(Referring expression data)
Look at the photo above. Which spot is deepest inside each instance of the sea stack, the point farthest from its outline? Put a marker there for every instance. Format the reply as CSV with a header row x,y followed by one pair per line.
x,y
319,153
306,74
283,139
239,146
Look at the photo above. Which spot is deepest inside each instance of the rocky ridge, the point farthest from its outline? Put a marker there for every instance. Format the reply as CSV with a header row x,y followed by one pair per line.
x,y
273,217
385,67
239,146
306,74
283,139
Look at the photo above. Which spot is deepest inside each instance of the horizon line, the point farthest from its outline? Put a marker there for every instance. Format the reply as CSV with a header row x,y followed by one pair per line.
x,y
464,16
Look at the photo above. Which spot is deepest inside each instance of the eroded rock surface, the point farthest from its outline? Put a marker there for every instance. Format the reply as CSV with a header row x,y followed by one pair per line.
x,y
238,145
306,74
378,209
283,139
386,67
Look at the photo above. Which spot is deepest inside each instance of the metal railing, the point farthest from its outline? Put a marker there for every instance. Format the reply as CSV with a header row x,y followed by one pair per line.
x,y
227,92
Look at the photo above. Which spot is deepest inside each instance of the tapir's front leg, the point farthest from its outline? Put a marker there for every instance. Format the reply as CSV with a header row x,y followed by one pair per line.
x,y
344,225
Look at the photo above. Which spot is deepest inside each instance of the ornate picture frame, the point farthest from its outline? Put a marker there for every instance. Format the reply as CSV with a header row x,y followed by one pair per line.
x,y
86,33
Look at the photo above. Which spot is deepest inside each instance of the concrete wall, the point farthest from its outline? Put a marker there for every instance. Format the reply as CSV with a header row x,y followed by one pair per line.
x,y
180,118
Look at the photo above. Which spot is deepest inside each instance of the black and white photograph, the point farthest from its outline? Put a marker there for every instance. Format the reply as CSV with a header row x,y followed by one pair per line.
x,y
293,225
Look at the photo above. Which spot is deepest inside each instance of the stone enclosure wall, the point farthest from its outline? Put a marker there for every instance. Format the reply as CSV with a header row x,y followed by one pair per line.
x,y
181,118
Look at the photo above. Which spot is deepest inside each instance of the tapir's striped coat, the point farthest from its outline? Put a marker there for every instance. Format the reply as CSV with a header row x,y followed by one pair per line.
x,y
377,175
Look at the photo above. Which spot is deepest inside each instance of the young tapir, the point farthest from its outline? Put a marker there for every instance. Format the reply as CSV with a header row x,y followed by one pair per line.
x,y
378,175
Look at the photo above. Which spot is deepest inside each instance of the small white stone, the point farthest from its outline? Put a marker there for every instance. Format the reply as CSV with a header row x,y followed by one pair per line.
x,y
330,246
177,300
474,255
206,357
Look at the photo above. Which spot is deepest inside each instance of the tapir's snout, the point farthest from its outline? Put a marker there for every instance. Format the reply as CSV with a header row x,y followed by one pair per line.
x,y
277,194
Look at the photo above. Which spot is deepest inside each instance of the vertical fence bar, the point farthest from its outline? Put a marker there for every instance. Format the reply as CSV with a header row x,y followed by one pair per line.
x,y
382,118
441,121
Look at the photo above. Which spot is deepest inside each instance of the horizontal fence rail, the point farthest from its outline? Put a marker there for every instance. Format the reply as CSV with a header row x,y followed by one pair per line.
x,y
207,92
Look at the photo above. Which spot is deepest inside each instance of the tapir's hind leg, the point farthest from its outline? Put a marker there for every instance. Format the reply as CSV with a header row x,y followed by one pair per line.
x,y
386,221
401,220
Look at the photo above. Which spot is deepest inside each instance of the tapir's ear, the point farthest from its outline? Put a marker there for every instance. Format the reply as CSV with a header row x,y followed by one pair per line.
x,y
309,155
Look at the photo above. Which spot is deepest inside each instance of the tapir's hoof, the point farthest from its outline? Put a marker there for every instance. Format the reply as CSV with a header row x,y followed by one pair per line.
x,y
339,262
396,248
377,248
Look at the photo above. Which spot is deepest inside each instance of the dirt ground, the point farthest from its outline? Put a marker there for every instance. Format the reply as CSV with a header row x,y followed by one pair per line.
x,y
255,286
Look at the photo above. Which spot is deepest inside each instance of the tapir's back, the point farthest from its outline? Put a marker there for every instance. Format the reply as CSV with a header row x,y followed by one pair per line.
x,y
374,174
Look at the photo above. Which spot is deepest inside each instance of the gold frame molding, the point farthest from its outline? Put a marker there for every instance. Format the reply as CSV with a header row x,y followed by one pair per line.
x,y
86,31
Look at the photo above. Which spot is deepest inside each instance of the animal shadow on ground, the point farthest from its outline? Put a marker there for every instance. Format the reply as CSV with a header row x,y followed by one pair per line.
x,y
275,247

EXERCISE GOAL: The full data, repeated exactly, is the only acceptable output.

REPLY:
Look at the photo above. Which spot is deepest inside each instance of the sea stack, the point farthest from its outline? Put a marker there for every instance. Format the reply as CSV with a header row x,y followed by one pair per line.
x,y
319,153
306,74
283,139
239,146
Look at the photo above. Which spot is deepest inside each instance of the rocky ridge, the point farthest from its outline? Put a marker there for every instance. Format the reply as CSV with a header row x,y followed by one pair per line.
x,y
273,217
385,67
239,146
306,74
283,139
Look at the photo above. Which spot is deepest inside each instance of the horizon line, the point farthest from its outline? Put a marker there for every instance. Format the reply as CSV with a header row x,y followed by one pair per line.
x,y
464,16
Look at the photo above. Which spot is deepest inside each instance of the eroded rock surface, the point farthest from its outline? Put a marker there for every instance. Format the reply as CSV with a header row x,y followed by one pair per line.
x,y
238,145
306,74
378,209
283,139
386,67
Look at the photo above. Which spot is deepest inside each instance of the metal railing, the point farthest from its outline? Put a marker there for every instance. Format the reply as CSV with a header row x,y followed by one pair per line.
x,y
227,92
Look at the photo above. Which spot is deepest inside each instance of the tapir's front leg, the point farthest from its outline? Put a marker there for every instance. Format the reply as CSV with a header row x,y followed by one pair per line.
x,y
344,225
Look at the photo above. Which spot is deepest inside each instance of the ornate picture frame, the point farthest from its outline? Put a marker there for every instance. Format the reply as CSV with a header row x,y followed by one pair per line.
x,y
86,33
Look at the photo above. Which spot is deepest inside each instance of the concrete wall, the point farthest from its outline? Put a marker there for every instance. Format the reply as CSV with a header row x,y followed by one pair per line.
x,y
180,118
Look at the photo above. Which spot is deepest inside each instance of the black and white photograph, the point farthest from its outline? Put a marker there for every instance. Format the reply as CSV with a header row x,y followed by one pair per line.
x,y
293,225
Look at the photo above. Which spot is deepest inside each instance of the stone enclosure wall, the point farthest from its outline? Put a marker there for every instance. Format the reply as CSV with a header row x,y followed by one pair per line.
x,y
181,118
Look at the photo above. Which spot is deepest inside each instance of the tapir's striped coat, the point farthest from its outline? Put a marker there for every instance. Format the reply as CSV with a header row x,y followed by one pair per line.
x,y
377,175
Look at the photo above. Which spot is deepest inside each instance of the young tapir, the point farthest from its outline? Put a marker there for every instance. Format the reply as CSV with a header row x,y followed by one pair per line.
x,y
378,175
Look at the photo above. Which spot is deepest inside each instance of the small white stone, the point farthest from its outline? Put a marker there for every instance. Format the reply as CSV with a header row x,y followed by one pair per line.
x,y
330,246
177,300
474,255
206,357
Look at the photo above. Which spot is deepest inside each instance of the tapir's snout, the point farthest from its outline? Put a marker there for every instance. Format the reply as CSV with a header row x,y followed by one pair per line.
x,y
277,194
Look at the photo above. Which spot is deepest inside each instance of the vertical fence bar, the point farthest from its outline? Put a marker there for every instance. Format the reply as CSV with a header row x,y followed by one pair per line.
x,y
382,118
441,121
Look at the photo above. Which spot is deepest inside each instance of the horizontal fence rail, the point farthest from its outline? Put a marker there for every instance. Format the reply as CSV with a header row x,y followed by one pair per line.
x,y
207,92
Look at the photo above. Which spot is deepest inside each instance of the tapir's hind leg, the point farthest from its outline? Put a marker there for every instance. Format the reply as CSV with a header row x,y followed by one pair per line.
x,y
386,221
401,220
Look at the photo above. Which spot is deepest inside each instance of the tapir's ear, the point farthest from its outline? Put a marker there for every instance. Format the reply as CSV with a header row x,y followed by one pair per line.
x,y
309,155
Look at the photo above. Which spot is deepest inside each instance of the tapir's hoof, the point farthest from its outline? Put a marker there for every instance. Format the reply as CSV with a header row x,y followed by one pair per line.
x,y
339,262
396,248
377,248
Look at the photo above. Which spot is deepest inside each instance of the dirt ground, the point farthest from its outline? Put a marker there for every instance. Format the reply as CSV with a header row x,y followed by one pair per line.
x,y
255,286
Look at the photo above. Which spot is deepest inside each instance of the tapir's back, the point farthest from its outline? Put a marker there for every instance. Format the reply as CSV with a header row x,y followed by one pair per line.
x,y
374,174
Look at the photo above. Which spot is deepest inside each instance of the gold frame molding, the point farthest from its outline? Put a marker there for every instance. Format the reply as CSV with a header row x,y followed by one pair per line.
x,y
86,31
Look at the photo above. Which spot is deepest inside each instance of the animal shadow on ground, the point farthest from its outline? Put a marker there for every instance. Format the reply as CSV with a header row x,y followed by one pair per line.
x,y
275,247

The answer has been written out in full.